**Exercise aim:**
Lay out everything from the line containing "task: segment the wall outlet" down to the line containing "[[[126,285],[126,266],[116,267],[116,287]]]" as a two-column CSV with the headers entry and answer. Give one row per entry, put each field in quotes, and replace line breaks with spaces.

**Information shown:**
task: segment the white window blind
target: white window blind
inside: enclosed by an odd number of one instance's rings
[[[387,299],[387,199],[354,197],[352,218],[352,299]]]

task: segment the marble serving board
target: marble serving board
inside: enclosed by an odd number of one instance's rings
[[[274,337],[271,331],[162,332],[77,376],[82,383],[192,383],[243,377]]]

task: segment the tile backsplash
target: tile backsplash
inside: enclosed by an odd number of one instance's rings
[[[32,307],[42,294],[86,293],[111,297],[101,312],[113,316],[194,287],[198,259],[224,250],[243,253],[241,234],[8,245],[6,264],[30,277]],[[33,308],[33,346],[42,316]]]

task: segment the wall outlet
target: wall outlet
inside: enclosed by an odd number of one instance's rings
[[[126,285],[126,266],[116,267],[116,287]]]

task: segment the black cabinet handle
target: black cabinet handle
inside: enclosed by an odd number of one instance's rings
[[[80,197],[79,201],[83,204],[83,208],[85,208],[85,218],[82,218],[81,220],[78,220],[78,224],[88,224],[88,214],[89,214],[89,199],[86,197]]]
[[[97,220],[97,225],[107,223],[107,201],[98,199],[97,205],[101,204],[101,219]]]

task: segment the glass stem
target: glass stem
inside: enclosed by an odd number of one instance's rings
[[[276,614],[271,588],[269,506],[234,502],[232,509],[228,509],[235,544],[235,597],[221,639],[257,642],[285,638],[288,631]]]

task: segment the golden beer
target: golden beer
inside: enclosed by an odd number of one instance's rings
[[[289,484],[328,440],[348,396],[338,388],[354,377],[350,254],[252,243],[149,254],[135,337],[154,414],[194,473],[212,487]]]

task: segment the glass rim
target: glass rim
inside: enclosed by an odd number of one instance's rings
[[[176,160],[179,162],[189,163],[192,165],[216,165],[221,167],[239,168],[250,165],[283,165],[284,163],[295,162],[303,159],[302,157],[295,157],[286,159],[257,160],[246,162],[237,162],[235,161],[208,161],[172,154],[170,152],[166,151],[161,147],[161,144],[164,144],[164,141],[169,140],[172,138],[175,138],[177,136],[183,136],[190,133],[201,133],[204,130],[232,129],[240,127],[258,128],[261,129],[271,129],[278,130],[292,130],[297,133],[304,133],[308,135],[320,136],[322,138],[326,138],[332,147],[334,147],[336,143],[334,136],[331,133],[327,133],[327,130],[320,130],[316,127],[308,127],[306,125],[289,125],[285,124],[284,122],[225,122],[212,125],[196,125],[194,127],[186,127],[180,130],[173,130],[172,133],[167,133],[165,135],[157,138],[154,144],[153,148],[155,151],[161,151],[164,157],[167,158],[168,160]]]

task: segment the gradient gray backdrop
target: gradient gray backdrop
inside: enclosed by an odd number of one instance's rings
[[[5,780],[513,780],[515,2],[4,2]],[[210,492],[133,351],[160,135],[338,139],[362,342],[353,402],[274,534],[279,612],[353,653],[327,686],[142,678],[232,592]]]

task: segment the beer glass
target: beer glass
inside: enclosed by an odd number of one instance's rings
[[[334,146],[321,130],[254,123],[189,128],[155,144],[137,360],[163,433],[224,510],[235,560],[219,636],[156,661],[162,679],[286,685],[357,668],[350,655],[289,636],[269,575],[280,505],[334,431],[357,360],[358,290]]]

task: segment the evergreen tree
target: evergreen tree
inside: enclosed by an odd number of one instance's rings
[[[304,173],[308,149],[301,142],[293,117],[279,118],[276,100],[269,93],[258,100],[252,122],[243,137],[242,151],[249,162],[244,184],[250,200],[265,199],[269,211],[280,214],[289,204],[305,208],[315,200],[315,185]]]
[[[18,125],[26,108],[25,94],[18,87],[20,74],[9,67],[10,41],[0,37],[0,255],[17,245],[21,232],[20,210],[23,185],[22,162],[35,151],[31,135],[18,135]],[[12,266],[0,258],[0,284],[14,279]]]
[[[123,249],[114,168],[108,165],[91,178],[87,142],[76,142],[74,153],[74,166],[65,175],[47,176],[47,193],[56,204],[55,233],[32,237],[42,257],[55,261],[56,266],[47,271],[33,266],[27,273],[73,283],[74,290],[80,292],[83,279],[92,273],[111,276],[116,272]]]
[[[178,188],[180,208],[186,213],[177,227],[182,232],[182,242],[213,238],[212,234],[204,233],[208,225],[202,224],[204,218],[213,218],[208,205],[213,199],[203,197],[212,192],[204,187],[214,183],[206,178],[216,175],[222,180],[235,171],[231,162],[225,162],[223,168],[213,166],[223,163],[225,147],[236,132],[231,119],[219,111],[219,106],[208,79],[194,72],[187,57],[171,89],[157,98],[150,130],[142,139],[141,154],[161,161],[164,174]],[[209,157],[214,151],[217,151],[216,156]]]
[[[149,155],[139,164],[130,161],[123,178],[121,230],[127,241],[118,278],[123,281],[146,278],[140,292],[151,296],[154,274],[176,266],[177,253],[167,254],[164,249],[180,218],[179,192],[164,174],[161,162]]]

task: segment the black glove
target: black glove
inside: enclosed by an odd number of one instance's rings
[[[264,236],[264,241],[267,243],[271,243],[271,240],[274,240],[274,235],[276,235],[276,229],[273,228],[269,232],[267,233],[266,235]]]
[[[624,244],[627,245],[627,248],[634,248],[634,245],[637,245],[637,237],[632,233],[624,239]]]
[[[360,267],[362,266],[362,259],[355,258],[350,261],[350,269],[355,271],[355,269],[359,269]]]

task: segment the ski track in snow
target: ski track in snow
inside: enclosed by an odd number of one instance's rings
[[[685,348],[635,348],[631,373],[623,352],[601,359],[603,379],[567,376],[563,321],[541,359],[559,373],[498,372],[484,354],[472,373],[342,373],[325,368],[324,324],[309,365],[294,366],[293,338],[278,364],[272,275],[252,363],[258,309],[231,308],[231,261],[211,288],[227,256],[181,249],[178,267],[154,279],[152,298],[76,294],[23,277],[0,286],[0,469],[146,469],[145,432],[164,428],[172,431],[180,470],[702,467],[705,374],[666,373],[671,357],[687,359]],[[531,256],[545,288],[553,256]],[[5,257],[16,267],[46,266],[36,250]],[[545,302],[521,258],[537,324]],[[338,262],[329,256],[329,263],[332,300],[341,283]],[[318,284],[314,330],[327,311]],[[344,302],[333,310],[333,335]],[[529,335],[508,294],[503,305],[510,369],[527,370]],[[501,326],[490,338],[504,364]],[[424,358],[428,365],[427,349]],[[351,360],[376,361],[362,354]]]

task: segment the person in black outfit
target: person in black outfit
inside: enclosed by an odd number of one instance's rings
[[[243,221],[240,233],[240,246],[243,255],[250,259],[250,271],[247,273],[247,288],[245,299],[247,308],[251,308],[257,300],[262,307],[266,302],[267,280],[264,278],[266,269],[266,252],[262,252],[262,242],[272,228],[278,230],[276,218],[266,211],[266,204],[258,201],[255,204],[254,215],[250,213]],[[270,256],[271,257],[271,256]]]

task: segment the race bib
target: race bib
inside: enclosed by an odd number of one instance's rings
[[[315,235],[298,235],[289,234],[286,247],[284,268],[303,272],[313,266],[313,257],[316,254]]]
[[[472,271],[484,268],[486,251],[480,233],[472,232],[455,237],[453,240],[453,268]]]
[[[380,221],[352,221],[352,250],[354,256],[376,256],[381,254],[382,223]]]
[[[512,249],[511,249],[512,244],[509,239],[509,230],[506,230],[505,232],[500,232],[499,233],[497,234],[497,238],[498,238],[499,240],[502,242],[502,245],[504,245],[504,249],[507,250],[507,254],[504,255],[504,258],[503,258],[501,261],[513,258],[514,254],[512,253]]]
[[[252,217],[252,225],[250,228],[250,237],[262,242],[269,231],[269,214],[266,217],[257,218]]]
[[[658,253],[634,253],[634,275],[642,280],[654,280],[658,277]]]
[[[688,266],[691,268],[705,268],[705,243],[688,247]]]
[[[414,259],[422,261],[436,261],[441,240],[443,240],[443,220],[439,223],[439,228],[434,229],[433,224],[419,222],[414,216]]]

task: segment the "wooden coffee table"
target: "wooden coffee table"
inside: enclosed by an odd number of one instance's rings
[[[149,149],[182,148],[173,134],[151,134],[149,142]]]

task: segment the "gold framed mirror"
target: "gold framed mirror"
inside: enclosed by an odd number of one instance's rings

**Solution to this task:**
entry,answer
"task: segment the wall outlet target: wall outlet inside: enclosed by an odd number of one instance's rings","[[[126,285],[126,266],[116,267],[116,287]]]"